### Exercise brief
Please copy the stretch from the line containing "Can you spot the white sock" through the line containing "[[265, 126]]", both ends included, reproducing each line word for word and nothing else.

### Material shown

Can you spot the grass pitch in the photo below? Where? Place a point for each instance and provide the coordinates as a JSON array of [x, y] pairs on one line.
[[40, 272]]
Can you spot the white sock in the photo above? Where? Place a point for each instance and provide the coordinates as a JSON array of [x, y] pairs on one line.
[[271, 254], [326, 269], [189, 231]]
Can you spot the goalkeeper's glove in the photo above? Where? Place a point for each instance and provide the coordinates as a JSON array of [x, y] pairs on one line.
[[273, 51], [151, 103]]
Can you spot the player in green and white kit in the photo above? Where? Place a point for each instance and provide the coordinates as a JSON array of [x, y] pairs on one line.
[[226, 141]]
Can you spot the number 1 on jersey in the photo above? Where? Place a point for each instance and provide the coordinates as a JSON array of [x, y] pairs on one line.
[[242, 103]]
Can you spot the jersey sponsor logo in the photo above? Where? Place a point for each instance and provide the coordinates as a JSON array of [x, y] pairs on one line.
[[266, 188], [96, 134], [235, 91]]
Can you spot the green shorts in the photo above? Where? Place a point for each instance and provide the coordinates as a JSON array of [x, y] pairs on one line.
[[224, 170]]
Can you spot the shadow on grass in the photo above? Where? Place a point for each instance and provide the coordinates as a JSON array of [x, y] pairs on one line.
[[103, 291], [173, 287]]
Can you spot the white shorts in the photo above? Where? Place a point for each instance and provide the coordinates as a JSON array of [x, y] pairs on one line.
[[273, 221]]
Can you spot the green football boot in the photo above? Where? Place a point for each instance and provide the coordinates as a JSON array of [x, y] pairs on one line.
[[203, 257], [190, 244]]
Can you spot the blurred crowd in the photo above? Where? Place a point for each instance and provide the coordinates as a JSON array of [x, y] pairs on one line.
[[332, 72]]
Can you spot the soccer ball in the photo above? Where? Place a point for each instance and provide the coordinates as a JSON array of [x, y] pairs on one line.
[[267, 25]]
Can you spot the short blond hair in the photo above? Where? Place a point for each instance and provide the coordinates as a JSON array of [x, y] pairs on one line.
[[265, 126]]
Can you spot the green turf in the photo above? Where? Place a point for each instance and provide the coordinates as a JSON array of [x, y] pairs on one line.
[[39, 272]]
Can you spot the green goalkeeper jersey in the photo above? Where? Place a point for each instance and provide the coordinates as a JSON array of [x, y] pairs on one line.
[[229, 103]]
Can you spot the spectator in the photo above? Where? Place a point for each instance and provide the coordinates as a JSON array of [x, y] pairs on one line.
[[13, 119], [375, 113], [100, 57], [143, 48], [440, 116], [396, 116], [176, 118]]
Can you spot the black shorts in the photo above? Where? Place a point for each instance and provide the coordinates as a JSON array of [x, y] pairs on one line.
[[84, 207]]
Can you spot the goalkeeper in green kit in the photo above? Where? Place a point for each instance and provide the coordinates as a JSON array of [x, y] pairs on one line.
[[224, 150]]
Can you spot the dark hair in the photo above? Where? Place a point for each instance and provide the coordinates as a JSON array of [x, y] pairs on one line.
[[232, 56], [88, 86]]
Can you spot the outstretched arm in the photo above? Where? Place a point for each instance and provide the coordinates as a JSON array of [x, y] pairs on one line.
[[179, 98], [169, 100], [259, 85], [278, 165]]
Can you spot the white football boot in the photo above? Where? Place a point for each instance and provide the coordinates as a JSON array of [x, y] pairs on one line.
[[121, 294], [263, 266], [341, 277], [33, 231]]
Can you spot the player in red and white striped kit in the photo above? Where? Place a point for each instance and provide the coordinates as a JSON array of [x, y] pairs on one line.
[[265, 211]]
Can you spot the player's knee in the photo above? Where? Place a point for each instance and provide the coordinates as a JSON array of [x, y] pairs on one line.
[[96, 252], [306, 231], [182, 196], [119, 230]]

######

### Output below
Can you spot the white sock in the photo above? Where? Place a point for each instance and provide the coordinates as a JSON array of [x, y] pairs on one line.
[[271, 254], [326, 269], [189, 231]]
Can you spot the goalkeeper's glove in the photo above? Where? Place a point for each instance and provide the coordinates as a JSON array of [x, y] pairs on one line.
[[273, 51], [151, 103]]
Can you spot the player in green and white kit in the photo above? Where? Place a point for each instance and provide the coordinates as a JSON array of [x, y] pairs on one line.
[[226, 141]]
Can you spot the number 1 on jersey in the photo above? Where? Place a point for each instance and provide the coordinates as a JSON array of [x, y] pairs on one line.
[[242, 103]]
Can you spot the jersey sponsor logo in the photo above? Where? Place a point for each instance and provide the coordinates as a JSON array of [x, y] pairs on one line.
[[266, 188], [96, 134], [235, 91]]
Can you spot the green shorts in the photo above? Where? Place a point for each instance and provide the coordinates as a JSON array of [x, y] pairs on one line.
[[224, 170]]
Can you spot the shadow on grass in the photo above? Where? Place a point for each instance and provide the coordinates as a JSON array of [x, y] pairs on one line.
[[103, 291], [173, 287]]
Can you spot the white shorts in the photo above? Where? Place a point for each instance and provide the coordinates as a JSON array of [x, y] pairs on one line.
[[273, 221]]
Can you spot the green football boot in the photo above? Where? Place a point for each instance and provide the coordinates as a JSON array of [x, y] pairs on one line.
[[203, 257], [190, 244]]
Can you spot the blurred crowd in the photo above? Where? Place a point for each instance and provide the coordinates as a JSON array of [x, y] pairs on one line.
[[332, 72]]
Can you spot the soccer ball in the photo above? Where? Place a point for each instance and provide the coordinates as a JSON array of [x, y] pairs on one line.
[[267, 25]]
Can you spot the short blond hair in the photo above? Where? Place a point for each instance and provide the coordinates as a JSON array of [x, y] pairs on one line.
[[265, 126]]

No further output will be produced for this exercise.